>>>>>

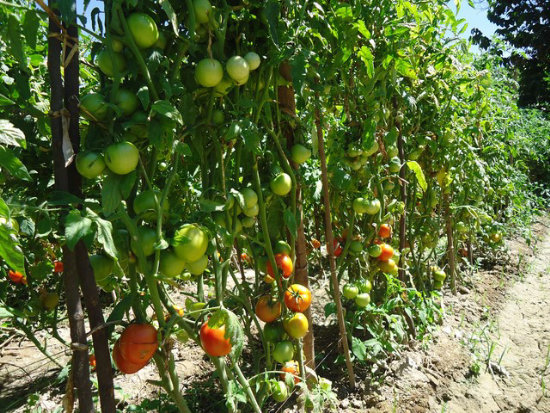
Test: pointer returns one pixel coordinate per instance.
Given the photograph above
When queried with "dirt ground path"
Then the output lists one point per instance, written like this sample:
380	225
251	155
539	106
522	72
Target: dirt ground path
492	353
522	338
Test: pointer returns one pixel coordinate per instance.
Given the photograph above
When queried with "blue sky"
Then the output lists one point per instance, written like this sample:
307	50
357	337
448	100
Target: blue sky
476	18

<<<<<

Reproduce every line of the records above, requests included, shifting each coordinate in the answers up by 115 while leaving the sample coordinates unchanged. Leave the pictures out.

**Output:**
Test: pointer returns one pixel coordinate per instance.
Given the photograph above
When queried with "dirt ground path"
Then the output lists one point per instance, written like this sample:
380	225
251	155
539	106
522	72
Target: dirt ground path
607	468
637	453
Test: pointer returns one pixel coordinate per instance.
Given the photograph above
When queried with "blue sky"
Then the output lists one point per instance, written like this sample:
307	50
357	337
448	100
Target: blue sky
591	133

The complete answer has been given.